--- Prompt ---
Data follows below. Repeat exactly the lines between the line holding "each like (15,190)." and the line holding "each like (121,127).", inclusive, and nothing more; drop pictures.

[Entries taken from a collection]
+ + + +

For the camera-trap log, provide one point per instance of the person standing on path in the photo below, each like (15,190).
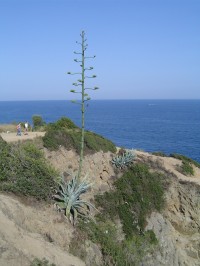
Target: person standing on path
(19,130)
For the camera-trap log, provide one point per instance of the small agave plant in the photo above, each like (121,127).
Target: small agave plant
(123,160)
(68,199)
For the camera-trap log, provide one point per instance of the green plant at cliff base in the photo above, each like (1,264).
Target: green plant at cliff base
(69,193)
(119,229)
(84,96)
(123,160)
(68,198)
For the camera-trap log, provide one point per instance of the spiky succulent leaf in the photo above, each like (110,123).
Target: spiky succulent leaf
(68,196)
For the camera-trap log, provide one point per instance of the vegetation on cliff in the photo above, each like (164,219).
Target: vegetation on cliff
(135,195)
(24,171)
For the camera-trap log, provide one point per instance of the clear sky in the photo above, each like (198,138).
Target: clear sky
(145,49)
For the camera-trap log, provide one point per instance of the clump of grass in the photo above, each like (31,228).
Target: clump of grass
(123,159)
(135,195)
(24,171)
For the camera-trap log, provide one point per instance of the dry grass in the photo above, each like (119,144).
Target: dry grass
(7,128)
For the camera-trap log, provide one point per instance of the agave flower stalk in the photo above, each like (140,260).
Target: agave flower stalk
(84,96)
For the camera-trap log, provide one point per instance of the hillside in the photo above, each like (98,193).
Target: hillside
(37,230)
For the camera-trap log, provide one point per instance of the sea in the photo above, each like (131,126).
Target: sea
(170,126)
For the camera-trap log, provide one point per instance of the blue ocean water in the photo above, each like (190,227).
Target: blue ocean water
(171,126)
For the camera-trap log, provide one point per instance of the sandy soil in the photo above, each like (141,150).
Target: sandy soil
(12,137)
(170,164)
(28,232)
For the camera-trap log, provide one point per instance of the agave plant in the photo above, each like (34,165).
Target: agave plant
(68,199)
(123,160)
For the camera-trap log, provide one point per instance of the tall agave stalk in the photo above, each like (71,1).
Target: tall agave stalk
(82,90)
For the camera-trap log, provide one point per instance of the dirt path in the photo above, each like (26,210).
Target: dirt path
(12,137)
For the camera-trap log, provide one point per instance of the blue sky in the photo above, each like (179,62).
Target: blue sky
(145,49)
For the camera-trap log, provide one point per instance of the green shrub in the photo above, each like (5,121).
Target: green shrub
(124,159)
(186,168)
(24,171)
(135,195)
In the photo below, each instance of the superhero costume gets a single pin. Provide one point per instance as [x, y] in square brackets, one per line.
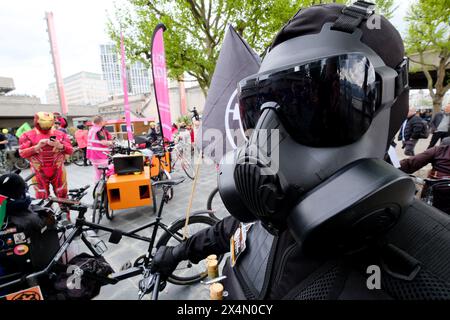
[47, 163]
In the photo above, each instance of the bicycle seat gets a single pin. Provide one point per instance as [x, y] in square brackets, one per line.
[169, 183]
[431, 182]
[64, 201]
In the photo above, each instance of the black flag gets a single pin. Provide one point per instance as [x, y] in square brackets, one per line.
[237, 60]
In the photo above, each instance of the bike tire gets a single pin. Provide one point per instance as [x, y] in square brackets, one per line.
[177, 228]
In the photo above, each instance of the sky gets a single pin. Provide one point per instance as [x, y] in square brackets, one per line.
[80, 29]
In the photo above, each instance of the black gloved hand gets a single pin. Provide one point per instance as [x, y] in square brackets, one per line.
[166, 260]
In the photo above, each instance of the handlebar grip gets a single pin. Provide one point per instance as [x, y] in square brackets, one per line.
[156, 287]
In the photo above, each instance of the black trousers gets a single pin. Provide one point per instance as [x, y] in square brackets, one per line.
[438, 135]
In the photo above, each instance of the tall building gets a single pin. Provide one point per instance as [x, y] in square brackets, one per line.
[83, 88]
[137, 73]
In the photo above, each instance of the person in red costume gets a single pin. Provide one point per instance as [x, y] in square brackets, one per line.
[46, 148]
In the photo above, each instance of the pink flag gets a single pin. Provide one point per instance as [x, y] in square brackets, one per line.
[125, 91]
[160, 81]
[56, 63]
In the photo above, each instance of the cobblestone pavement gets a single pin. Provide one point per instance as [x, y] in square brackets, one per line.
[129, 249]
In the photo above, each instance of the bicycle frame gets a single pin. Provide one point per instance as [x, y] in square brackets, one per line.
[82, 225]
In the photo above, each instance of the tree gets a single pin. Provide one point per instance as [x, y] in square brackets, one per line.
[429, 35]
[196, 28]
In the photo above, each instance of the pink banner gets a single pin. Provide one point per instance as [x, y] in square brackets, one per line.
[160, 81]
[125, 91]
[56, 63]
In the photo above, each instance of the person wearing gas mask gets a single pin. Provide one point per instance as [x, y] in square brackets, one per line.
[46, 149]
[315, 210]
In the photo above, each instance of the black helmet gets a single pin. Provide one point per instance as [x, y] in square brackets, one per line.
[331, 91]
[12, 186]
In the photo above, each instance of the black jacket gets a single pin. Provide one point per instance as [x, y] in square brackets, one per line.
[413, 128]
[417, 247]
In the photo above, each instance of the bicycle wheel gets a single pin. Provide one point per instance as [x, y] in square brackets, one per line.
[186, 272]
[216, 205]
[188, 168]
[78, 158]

+ + + +

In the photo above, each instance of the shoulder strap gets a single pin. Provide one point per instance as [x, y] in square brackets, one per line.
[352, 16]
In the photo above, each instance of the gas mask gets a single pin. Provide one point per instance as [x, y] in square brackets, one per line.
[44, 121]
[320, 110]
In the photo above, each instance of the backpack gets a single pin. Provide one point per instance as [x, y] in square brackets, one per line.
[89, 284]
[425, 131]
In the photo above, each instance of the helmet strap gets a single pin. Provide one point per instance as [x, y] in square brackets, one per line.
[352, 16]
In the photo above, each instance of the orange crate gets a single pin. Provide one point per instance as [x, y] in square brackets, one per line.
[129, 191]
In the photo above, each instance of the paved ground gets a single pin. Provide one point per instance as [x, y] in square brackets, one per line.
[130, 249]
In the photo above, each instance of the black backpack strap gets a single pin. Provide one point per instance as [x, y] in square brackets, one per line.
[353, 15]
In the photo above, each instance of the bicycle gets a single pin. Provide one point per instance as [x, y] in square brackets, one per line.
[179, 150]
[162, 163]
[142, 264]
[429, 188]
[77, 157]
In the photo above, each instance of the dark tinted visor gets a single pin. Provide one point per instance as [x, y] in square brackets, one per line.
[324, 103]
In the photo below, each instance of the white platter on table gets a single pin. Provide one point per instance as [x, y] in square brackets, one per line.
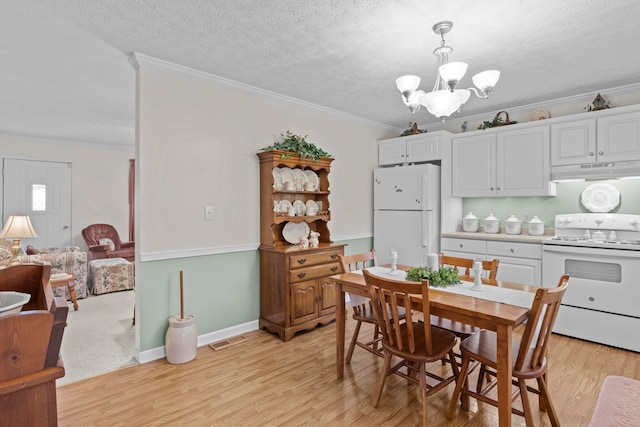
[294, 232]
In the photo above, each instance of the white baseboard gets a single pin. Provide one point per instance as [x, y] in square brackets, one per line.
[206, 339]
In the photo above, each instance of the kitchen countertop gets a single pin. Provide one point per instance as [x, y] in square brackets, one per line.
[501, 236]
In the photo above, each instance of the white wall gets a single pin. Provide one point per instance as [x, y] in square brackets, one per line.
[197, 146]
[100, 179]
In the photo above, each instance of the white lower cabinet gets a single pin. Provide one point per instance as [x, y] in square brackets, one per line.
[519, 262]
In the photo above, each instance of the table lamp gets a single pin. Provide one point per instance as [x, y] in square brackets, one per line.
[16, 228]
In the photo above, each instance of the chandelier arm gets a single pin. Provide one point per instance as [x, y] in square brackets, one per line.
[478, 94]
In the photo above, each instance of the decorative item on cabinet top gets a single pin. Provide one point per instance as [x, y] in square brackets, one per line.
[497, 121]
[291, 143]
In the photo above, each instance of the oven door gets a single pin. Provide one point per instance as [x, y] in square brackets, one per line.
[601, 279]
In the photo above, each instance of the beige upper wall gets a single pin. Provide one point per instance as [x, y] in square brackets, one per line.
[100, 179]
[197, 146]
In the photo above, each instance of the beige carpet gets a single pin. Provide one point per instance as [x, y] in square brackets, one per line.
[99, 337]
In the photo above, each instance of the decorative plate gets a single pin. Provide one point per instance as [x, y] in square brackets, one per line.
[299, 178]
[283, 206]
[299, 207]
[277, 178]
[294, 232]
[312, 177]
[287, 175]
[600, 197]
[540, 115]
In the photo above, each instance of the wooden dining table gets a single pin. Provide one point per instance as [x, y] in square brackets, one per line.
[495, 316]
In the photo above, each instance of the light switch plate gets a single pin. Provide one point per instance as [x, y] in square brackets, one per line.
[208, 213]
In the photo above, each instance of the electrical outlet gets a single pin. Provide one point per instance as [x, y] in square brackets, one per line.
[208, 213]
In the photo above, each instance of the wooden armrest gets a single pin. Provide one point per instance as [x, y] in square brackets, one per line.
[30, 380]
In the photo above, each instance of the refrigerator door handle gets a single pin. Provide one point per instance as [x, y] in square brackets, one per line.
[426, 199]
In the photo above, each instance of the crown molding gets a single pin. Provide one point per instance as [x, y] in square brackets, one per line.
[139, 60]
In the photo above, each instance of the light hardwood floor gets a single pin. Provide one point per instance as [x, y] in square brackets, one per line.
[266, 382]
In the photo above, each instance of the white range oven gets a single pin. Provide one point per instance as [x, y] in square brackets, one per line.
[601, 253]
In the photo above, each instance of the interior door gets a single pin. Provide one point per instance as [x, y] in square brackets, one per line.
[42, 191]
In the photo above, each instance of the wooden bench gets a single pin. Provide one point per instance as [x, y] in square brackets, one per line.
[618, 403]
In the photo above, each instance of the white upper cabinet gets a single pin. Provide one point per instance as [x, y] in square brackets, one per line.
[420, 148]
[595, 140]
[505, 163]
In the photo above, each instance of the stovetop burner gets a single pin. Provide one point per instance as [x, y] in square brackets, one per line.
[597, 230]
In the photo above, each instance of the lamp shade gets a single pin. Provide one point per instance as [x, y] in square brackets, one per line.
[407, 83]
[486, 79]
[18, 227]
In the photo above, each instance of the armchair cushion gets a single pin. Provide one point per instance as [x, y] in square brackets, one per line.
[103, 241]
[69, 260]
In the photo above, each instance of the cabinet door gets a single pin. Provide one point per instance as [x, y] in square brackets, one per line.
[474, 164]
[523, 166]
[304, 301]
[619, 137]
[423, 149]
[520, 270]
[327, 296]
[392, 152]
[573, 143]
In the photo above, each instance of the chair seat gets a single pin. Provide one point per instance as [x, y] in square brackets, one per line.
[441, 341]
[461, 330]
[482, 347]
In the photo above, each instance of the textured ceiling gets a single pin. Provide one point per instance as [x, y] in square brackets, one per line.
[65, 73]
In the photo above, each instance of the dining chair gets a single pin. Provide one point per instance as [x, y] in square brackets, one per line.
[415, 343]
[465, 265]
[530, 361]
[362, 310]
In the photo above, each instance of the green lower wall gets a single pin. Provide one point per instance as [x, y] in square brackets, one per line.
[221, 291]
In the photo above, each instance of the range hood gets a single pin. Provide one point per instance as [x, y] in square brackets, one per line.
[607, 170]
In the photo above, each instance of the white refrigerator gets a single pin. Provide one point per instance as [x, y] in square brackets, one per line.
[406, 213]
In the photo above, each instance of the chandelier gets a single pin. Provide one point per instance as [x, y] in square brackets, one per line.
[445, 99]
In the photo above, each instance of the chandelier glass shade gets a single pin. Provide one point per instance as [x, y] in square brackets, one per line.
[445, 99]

+ + + +

--- The completed task ---
For the camera-trap log, provide one point per instance of the person standing on path in the photo below, each like (15,190).
Target: person standing on path
(19,130)
For the camera-trap log, provide one point per instance of the small agave plant in the photo above, each like (121,127).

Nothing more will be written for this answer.